Position annotation records
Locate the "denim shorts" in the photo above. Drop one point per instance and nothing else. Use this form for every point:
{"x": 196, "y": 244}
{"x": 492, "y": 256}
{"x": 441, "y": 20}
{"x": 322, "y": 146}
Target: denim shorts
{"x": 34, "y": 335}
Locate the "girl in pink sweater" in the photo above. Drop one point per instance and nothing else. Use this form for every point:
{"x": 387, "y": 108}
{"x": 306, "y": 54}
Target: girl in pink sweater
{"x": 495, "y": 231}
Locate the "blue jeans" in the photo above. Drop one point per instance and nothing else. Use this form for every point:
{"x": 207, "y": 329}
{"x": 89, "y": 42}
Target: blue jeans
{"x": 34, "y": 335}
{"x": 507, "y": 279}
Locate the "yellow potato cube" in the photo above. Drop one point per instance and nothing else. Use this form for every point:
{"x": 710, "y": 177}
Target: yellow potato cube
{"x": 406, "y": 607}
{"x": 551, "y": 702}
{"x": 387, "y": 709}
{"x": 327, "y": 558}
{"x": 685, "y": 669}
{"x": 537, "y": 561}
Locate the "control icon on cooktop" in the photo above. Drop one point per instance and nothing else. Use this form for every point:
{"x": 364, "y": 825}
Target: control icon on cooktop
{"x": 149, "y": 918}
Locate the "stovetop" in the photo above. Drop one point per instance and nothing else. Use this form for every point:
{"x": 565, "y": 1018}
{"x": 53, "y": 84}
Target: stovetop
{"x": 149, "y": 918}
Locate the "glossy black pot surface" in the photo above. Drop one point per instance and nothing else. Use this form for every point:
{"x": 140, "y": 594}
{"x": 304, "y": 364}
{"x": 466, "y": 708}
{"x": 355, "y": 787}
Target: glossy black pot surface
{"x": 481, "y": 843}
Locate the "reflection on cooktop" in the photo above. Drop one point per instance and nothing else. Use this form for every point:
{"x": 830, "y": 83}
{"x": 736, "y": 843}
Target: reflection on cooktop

GIVEN TASK » Using the listing above, reproduce each line without omission.

THE RESPONSE »
Locate the "denim shorts" in the photo above. Drop one point per instance and nothing else. Use this form for every point:
{"x": 196, "y": 244}
{"x": 492, "y": 256}
{"x": 441, "y": 20}
{"x": 322, "y": 146}
Target: denim shorts
{"x": 34, "y": 335}
Locate the "girl in pink sweater" in the photo above. Drop one point per instance and nothing else. Use this form for every point:
{"x": 387, "y": 108}
{"x": 306, "y": 54}
Target: girl in pink sweater
{"x": 495, "y": 231}
Locate the "blue jeans" in the photo above. Drop one point per instance and nothing else. Use this form for every point:
{"x": 207, "y": 329}
{"x": 89, "y": 42}
Target: blue jeans
{"x": 34, "y": 335}
{"x": 507, "y": 279}
Locate the "yellow potato cube" in the photo above. Drop one point per instance and nothing else. Use this form for every point:
{"x": 710, "y": 177}
Target: yellow potato cube
{"x": 406, "y": 607}
{"x": 551, "y": 702}
{"x": 387, "y": 709}
{"x": 327, "y": 558}
{"x": 685, "y": 669}
{"x": 537, "y": 561}
Locate the "control icon on cooktop" in the photo above. Drop one point per instance and nothing else. Use this form for every point:
{"x": 364, "y": 825}
Target: control icon on cooktop
{"x": 149, "y": 918}
Locate the "stovetop" in the photo above. Drop one point per instance and nothing else. Use this form for every point:
{"x": 565, "y": 1018}
{"x": 53, "y": 84}
Target: stovetop
{"x": 149, "y": 918}
Locate the "glossy black pot surface" in the photo above. Drop one point per instance and nothing else. Use this form for every point:
{"x": 140, "y": 594}
{"x": 304, "y": 364}
{"x": 466, "y": 708}
{"x": 355, "y": 787}
Target: glossy black pot surface
{"x": 481, "y": 843}
Locate the "reflection on cooktop" in the photo above. Drop one point per instance and nothing else. Use this form for every point:
{"x": 830, "y": 83}
{"x": 736, "y": 843}
Target: reflection on cooktop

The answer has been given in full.